Il nostro poliedrico scrittore sostenne, provocatoriamente, che anche l’atto più esecrabile della società poteva avere un fine anche estetico. 4Si trattava, quindi di raccontare e analizzare questo atto contro natura anche nella sua volontà di rendere, l’omicida una sorta di deus ex machine, dotato di una sua visione dell’arte totalmente finalizzata a cogliere l’attimo supremo, quello in cui la vita sfugge e si ricongiunge in qualche strana dimensione spettrale.

E non per una conseguenza naturale, ma per un atto volontario.

Uccidere poteva essere paragonato alla sensazione orgasmica di chi su tela trasporta la sua visione della vita.

Fu una presa di posizione sconvolgente.



Seppur dotata poi di un certo humor nero, molto british, De Quncey collegando l’omicidio a una presa d posizione che intendeva “manipolare” a proprio piacimento la materia umana, spiegava anche la fascinazione che lo stesso suscitava sulle persone.

E per quanto mi creava una sana repulsione, scontrandosi con la mia etica e perché no, con la morale, non potevo negare che il saggio metteva anche in luce quella voglia un po’ voyeuristica che ha da sempre contraddistinto la morte, che sia omicidio di stato o incubo partorito dalla mente umana per nulla lineare.

E oggi come mai viviamo in un epoca in cui i social e la tecnologia costantemente ci informa dei dati scabrosi dei delitti, mettendo in luce come noi siamo, in fondo avidi di particolari come se assistessimo a una strana mostra o rappresentazione.

Pur portando alla luce, quindi questa morbosità di fronte all’atto peggiore per la civiltà, atto per cui secondo Hobbes è nato lo stato, quasi nessun autore si è potuto concentrare su questo punto.

Dati di localizzazione dei punti

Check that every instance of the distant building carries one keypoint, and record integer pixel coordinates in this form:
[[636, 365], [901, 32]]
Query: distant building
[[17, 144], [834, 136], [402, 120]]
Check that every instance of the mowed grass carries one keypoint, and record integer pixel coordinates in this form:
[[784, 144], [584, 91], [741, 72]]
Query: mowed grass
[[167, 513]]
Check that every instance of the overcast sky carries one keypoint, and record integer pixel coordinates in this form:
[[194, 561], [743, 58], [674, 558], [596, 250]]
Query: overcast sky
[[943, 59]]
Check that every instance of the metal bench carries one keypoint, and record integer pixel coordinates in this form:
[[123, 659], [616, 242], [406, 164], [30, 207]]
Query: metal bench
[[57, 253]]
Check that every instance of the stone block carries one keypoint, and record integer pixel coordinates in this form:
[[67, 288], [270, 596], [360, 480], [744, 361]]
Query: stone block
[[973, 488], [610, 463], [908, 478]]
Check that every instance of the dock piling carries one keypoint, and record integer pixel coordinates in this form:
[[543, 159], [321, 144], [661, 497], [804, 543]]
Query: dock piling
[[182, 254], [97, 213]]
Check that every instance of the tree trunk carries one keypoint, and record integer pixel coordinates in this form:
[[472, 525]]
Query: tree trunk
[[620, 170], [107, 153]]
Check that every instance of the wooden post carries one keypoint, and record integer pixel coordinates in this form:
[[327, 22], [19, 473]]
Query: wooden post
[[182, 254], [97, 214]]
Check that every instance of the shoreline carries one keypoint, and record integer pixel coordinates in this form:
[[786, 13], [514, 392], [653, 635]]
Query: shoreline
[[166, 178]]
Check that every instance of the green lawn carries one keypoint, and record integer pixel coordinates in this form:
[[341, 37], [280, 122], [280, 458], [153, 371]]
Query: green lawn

**Domande sul materiale**
A – Nel brano sull'omicidio come arte, a che cosa poteva essere paragonato l'atto di uccidere?
B – Prosegua il brano sull'omicidio come arte a partire dall'ultima frase riportata, mantenendone lo stile.

**Soluzioni delle attività**
A – Alla sensazione orgasmica di chi su tela trasporta la sua visione della vita.

B –
Utile non solo ai fini della trama, ma anche per porre in evidenza gli assunti culturali e sociali propri di un ambiente preciso.


Pochi tranne Tiziana Viganò.

Nel suo giallo Quando il delitto è arte, l’autrice affronta dal punto di vista narrativo, le stesse suggestioni che tormentarono forse, mi piace pensarlo, De Qyuncey: oltre alla malattia mentale, oltre all’evidente volontà distruttiva dell’assassino verso un mondo che non riconosce suo, può esserci, dietro all’omicidio una latente volontà estetica?

Sicuramente deviata, com’è deviato chi si sostituisce a dio per provare l’ebbrezza del sommo potere.

Ma che in fondo spersonalizza cosi tanto l’oggetto delle sue perverse fantasie da renderlo simile alla creta modellata, e alla tela bianca, pura dissacrata dal colore?


L’omicidio qua tenta di immortalare la bellezza. Tenta di frenare il tempo che fugge. Non è solo vendetta e voglia di rivalsa. C’è un evidente, malato piacere nella rappresentazione di un ideale “estetico” che si sposa in modo malsano con il reato.

Il killer vuole purificare le vittime fino a renderle non più pericoli, persone con una propria anima, personalità o ossessione, ma semplici e innocui pezzi di una mostra eterna e immutata.


E’ questa la forza del libro.

Seppur i gialli si occupano di indizi e di dare una sorta di spiegazione bonaria

di un male reso banale, la Viganò comprende come le pulsazioni malate che portano alla volontà di dominio estremo (togliere la vita e ergersi a divinità) forse nascondono un dramma ancor più profondo: la volontà di rendere il male arte per vincere, seppur in modo apparente, ciò che ha nutrito lo stesso.

E’ cosi che la vittima diventa carnefice e sublima il suo dramma di sconfitto tramite una composizione che, in modo contorto, redime una società che produce e contribuisce costantemente a creare le basi per il caos.

Come dire è la società in fondo che forma il serial killer, oltre la genetica e forse la predisposizione alla malattia.


E’ tutto qua, in questo meraviglioso libro, sempre più vicino a quello che oggi è po


ssibile definire il giallo sociale.


Una sorta di escamotage, il delitto, per parlare di altro affrontando temi importanti e scomodi.


Tutto il marcio si riversa nei protagonisti del libro: nel killer frutto di un mondo malato, nel capitano Adelio che in questo viaggio nell’abisso ne resta, inevitabilmente e inesorabilmente toccato.


Un libro intenso, capace di emozionare ma anche di donare il brivido più intenso che ogni lettore desidera: quello di comprendere come la falsificazione necessaria per un romanzo, a volte si intreccia indissolubilmente con la realtà.